Apparently, this coaxial cable has a hot spot:
7/8 inch air dielectric coax with jacket melting off
The back story:
I received a text this morning that one of our clients station “had a lot of static on it, it might be off the air.” Upon arrival, I found the Nautel VS2.5 transmitter with 0 watts forward power and an output network fault. Reset the transmitter and the forward power and reflected power increased together, triggering another output network fault. I was able to turn the transmitter power down to 100 watts, at which point it stayed on, with 50 watts reflected power. I also noted the dehydrator running continuously and 0 PSI line pressure.
I wandered around the back of the building where the coax goes out to the tower and discovered the dripping plastic from the melted jacket. I reached up and first checked the cable to see if it was warm (it was not). Then I shook it and heard what I thought was water sloshing around inside. This is the original Andrew 7/8 inch cable from when the station signed on in 1972 or so. Very likely that further up the tower, something has chaffed through the outer jacket and shield, allowing water into the cable.
I drilled a small 5/32 inch hole at the lowest point in the cable before it enters the building. The result was a steady stream of water, which was aided by some additional pressure from a spare N2 tank. I let it drain while I ran down to town and got some lunch. I came back a half an hour later, turned the transmitter on and was satisfied to see 100 watts forward power with 1 watt reflected. I ran the transmitter up to full power for a while, then deciding discretion is the better part of valour, turned it down to half power; 820 watts which nets 8 watts reflected power.
Needless to say, the transmission line needs to be replaced as soon as possible.
AM radio stations are rough customers. They frequently operate on the margins, both in terms of ratings and revenue. Their transmitter plants are complex and very often have been on a reduced maintenance schedule for years, sometimes decades. Those of us that understand the operation of AM transmitter plants and all their quirky behaviours are getting older. I myself, feel less inclined to drop everything and run off to the AM transmitter site when things go awry. Seldom are such efforts rewarded, much less acknowledged. Station owners are also finding that their previous demands are unrealistic. For example, time was that any work that takes the station off the air had to be done after midnight. These days, I can tell you, I will not be working at your radio station after midnight. You can find somebody else to do that work.
Thus, today, we took this particular AM station off the air from Noon until 3 pm to diagnose and repair a problem with the four tower daytime array. Once again, this involved a shift in common point impedance and a drastic change in one tower’s current ratios.
Antenna Tuning Unit, mice have made a mess
In all fairness to the current owner, this ATU reflects years of neglect. At some point, mice made a home in here and created a mess. The ATU smells of mouse shit, piss and mothballs. It is full of mouse droppings, grass seeds and fur. All of the ATUs in this array are in similar condition.
Paper wasp, inside ATU
It was warm enough that the wasps were active, if not a little bit lethargic.
Broken stand off insulators in ATU
This coil is being held up by the tubing that connects it to other components. When the ATU was built, no nylon or cork bushings were used between the insulators and the wall of the ATU they were mounted on. Heat cycling eventually did all of the insulators in.
Catwalk to the other towers
Catwalks to the other towers. At least the swamp grass has been cut this year, it is only four feet tall instead of ten.

══════════

__Assigned task 1__.
In the transmitter repair account, what size hole was drilled at the lowest point in the cable?
__Assigned task 2__.
Extract the passage of the transmitter repair account starting at "Thus, today, we" and ending at "tower’s current ratios.".
The records have no connection to the transmitter repair account.

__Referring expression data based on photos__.
══════════

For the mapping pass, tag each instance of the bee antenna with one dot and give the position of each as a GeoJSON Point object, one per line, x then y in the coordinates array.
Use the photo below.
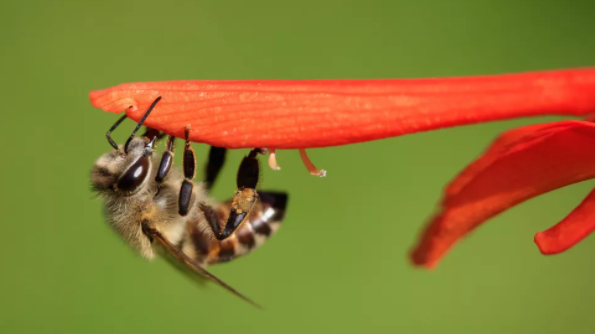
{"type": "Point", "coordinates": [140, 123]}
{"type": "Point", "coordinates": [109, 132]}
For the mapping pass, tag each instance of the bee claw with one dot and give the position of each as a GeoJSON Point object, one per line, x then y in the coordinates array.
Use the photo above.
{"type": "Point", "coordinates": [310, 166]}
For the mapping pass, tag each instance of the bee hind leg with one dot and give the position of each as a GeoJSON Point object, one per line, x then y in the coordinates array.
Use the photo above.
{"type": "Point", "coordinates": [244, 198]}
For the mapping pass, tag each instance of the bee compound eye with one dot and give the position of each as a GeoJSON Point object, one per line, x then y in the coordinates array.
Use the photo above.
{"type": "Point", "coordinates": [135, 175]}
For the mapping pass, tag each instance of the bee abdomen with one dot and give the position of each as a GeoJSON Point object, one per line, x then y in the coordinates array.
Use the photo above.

══════════

__Task answer 1__.
A 5/32 inch hole.

__Task answer 2__.
Thus, today, we took this particular AM station off the air from Noon until 3 pm to diagnose and repair a problem with the four tower daytime array. Once again, this involved a shift in common point impedance and a drastic change in one tower’s current ratios.